■ SELECTED EXCERPT:
***

Posing as Johannes Bohannon, Ph.D, the research director of the fabricated Institute of Diet and Health, biologist and science journalist John Bohannon ran what he called a “fairly typical study” used in the field of diet research.

German broadcast journalists Peter Onneken and Diana Löbl asked Bohannon to conduct a clinical trial into the effects of dark chocolate, as part of a documentary exposing how simple it is for bad science to make headlines.

“It was terrible science. The results are meaningless, and the health claims that the media blasted out to millions of people around the world are utterly unfounded,” Bohannon wrote of his in an article for io9.com.

To collate their data, the team asked 5 men and 11 women aged between 19 to 67 to follow either a low-carbohydrate diet, or the same diet but with an added 1.5oz of dark chocolate. Meanwhile, a control group were asked to eat as normal.

***

■ EXTRACTED INFORMATION:
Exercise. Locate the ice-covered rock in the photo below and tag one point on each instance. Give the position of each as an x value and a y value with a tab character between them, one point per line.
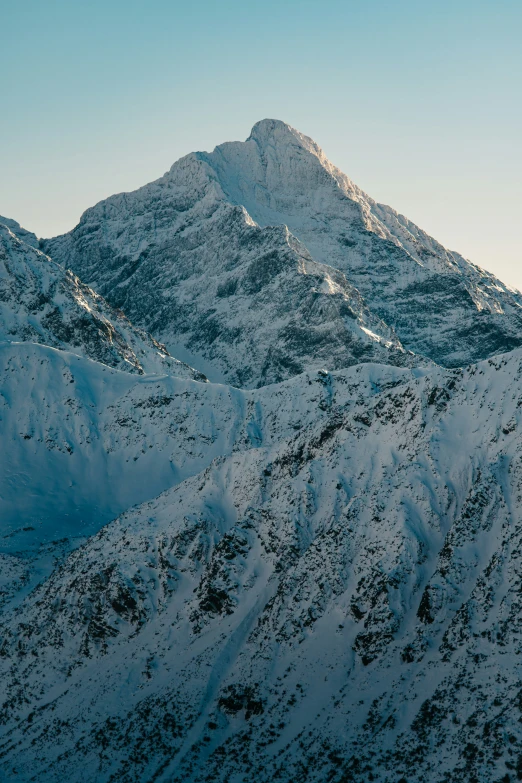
42	302
337	598
218	236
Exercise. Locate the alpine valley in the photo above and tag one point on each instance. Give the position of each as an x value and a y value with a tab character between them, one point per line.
260	488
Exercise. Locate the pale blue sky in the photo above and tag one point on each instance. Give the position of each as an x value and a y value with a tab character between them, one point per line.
418	102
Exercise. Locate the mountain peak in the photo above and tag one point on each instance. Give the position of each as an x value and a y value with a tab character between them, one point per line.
276	133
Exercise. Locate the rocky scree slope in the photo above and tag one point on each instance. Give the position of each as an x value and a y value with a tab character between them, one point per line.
336	599
42	302
218	234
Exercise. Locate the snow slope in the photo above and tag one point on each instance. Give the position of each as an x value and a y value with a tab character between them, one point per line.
219	233
42	302
337	598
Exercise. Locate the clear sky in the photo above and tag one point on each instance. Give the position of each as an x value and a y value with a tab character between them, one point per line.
419	102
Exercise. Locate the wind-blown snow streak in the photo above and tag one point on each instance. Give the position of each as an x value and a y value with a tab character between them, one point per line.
337	599
44	303
269	260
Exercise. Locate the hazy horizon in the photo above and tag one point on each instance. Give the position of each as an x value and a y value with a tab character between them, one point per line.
416	105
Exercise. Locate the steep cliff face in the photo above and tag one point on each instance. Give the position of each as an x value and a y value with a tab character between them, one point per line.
312	578
42	302
335	599
218	234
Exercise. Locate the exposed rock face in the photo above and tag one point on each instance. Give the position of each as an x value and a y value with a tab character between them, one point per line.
42	302
238	290
335	599
314	580
22	233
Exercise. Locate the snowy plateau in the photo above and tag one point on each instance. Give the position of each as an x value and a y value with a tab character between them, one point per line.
260	488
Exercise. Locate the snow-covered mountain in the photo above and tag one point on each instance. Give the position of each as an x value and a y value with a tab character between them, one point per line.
42	302
218	234
336	598
307	570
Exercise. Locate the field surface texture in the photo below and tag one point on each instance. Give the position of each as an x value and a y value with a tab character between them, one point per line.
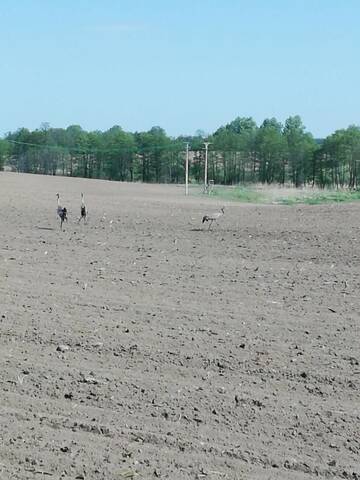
143	346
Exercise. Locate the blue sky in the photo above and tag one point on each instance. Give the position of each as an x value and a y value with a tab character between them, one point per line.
181	64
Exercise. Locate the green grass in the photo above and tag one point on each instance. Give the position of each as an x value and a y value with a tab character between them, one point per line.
317	198
239	194
258	194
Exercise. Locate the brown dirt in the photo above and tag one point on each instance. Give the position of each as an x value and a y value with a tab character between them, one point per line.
231	354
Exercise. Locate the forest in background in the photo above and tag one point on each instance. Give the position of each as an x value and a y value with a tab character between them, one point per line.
240	152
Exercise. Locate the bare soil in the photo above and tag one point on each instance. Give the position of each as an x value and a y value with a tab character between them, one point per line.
144	346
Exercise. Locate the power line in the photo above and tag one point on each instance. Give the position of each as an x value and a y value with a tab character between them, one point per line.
86	150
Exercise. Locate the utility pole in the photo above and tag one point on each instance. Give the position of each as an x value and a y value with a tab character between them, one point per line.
187	170
205	176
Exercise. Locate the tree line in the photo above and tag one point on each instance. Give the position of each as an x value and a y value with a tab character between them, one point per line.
239	152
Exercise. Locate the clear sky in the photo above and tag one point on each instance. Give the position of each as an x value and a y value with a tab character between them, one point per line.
180	64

***

Could you update the chocolate study passage, starting at "German broadcast journalists" and ending at "article for io9.com.", so that "film" replaces "documentary"? The items have no connection to the chocolate study passage.

■ WRITTEN SOLUTION:
German broadcast journalists Peter Onneken and Diana Löbl asked Bohannon to conduct a clinical trial into the effects of dark chocolate, as part of a film exposing how simple it is for bad science to make headlines.

“It was terrible science. The results are meaningless, and the health claims that the media blasted out to millions of people around the world are utterly unfounded,” Bohannon wrote of his in an article for io9.com.